WHAT YOU NEED TO DO — Repeat all the data word for word.

────────────────

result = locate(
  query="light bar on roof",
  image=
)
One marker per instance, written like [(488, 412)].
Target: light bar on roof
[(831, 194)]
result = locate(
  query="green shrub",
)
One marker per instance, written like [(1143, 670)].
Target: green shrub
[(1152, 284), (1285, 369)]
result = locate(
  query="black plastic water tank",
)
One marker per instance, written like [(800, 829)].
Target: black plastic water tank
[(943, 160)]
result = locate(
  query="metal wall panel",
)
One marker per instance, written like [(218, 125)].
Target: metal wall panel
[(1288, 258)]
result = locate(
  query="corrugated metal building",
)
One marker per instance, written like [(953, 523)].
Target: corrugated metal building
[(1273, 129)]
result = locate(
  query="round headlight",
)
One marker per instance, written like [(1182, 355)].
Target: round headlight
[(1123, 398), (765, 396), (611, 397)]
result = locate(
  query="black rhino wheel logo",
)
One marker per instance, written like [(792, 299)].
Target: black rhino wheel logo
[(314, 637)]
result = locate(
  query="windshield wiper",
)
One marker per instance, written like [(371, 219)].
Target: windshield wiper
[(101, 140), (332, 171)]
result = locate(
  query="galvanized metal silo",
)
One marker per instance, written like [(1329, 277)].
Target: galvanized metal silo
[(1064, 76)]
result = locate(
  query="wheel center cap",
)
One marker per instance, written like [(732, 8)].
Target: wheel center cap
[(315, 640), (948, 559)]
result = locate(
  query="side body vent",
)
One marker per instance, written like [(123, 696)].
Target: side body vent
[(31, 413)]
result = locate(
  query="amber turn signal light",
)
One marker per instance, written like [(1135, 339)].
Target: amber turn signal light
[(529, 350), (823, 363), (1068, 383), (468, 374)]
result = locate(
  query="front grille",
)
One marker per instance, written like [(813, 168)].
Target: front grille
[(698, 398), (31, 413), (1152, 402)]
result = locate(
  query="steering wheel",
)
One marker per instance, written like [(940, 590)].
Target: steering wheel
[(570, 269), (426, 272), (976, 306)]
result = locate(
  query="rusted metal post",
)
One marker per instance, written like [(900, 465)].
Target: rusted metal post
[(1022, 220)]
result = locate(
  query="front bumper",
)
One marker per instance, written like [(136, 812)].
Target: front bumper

────────────────

RESPONSE TO THE EXERCISE —
result = locate(
  query="light bar on roof",
  image=
)
One marker per instance, written like [(488, 412)].
Target: light bar on roof
[(831, 194)]
result = locate(
  query="green shrub",
)
One marker per instance, written like [(1143, 670)].
Target: green shrub
[(1152, 284), (1285, 369)]
result = locate(
  query="black plastic water tank",
)
One marker per instance, written like [(800, 829)].
Target: black plastic water tank
[(943, 160)]
result = locate(
  query="metal wall panel",
)
One marker per instance, written like [(218, 125)].
Target: metal wall panel
[(1288, 258)]
result = locate(
  query="corrugated metal building",
)
One marker per instance, written like [(953, 523)].
Target: corrugated metal building
[(1273, 129)]
result = locate(
  query="round headlight",
)
One marker per instance, written like [(1182, 355)].
Target: round headlight
[(1123, 398), (765, 396), (611, 397)]
result = locate(
  query="black rhino wheel logo",
)
One marker per instance, written like [(792, 299)].
Target: black rhino wheel logo
[(314, 637)]
result = locate(
  query="windshield wiper",
)
One marker per instance, written like [(371, 219)].
Target: windshield wiper
[(101, 140), (332, 171)]
result = locate(
  query="galvanized metal silo",
)
One marker per instance, written like [(1329, 277)].
Target: galvanized metal silo
[(1064, 76)]
result = locate(
  query="wheel center cap",
)
One marker per instance, written like [(732, 8)].
Target: wheel center cap
[(315, 640), (948, 559)]
result = locate(
  query="side body vent",
)
One marker per instance, written like [(123, 696)].
Target: side body vent
[(31, 413)]
result = locate(
  query="amber turn signal light",
)
One marker per instance, written like [(1135, 339)].
Target: amber turn signal light
[(529, 350), (823, 363), (1068, 383), (468, 374)]
result = locate(
  query="front grille",
)
One marker per instance, written like [(813, 168)].
Target: front grille
[(698, 398), (31, 413), (1152, 402)]
result = locate(
  query="steering wheel",
)
One marker per instance, written like [(940, 590)].
Target: steering wheel
[(570, 269), (426, 272), (976, 306)]
result = locate(
  query="rusted metal post",
)
One marker per instance, written like [(900, 465)].
Target: rusted metal post
[(1022, 220)]
result = locate(
  query="front bumper",
)
One marker per instance, written like [(136, 812)].
Target: front bumper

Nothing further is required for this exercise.